Work instruction: Write out precisely the lines beginning with the line that contains "# indicate every instance of the brown" and ending with the last line of the entries, and no other lines.

Items listed in a dataset
--------

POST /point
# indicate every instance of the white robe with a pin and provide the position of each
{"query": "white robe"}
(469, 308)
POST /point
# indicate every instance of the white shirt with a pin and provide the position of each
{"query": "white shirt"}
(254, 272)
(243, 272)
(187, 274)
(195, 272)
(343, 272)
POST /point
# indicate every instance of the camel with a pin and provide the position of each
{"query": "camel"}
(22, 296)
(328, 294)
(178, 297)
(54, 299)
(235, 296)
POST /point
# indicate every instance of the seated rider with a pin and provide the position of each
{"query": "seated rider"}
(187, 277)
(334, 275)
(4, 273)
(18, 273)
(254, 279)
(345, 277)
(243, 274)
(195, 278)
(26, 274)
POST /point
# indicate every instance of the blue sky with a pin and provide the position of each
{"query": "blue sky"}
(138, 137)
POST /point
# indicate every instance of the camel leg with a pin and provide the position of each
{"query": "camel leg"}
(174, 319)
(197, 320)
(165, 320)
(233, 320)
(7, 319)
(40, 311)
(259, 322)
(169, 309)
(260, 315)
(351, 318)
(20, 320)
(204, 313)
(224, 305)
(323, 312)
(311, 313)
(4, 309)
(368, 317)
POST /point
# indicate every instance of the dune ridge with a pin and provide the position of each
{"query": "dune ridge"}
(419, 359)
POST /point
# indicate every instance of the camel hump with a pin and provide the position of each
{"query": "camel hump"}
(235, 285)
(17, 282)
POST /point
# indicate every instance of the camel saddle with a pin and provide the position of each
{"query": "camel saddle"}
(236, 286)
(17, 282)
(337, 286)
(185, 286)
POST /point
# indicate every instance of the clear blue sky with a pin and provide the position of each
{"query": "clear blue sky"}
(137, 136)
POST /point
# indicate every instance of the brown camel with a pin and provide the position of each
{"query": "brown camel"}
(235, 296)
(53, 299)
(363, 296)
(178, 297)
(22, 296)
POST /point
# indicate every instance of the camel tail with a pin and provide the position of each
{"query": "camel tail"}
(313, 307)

--------

Answer section:
# indicate every instance of the brown camel with a pin and provide the position of each
{"query": "brown camel"}
(235, 296)
(53, 299)
(363, 296)
(178, 297)
(22, 296)
POST /point
# indicate every instance of the camel tail with a pin and provide the position of each
{"query": "camel tail"}
(313, 307)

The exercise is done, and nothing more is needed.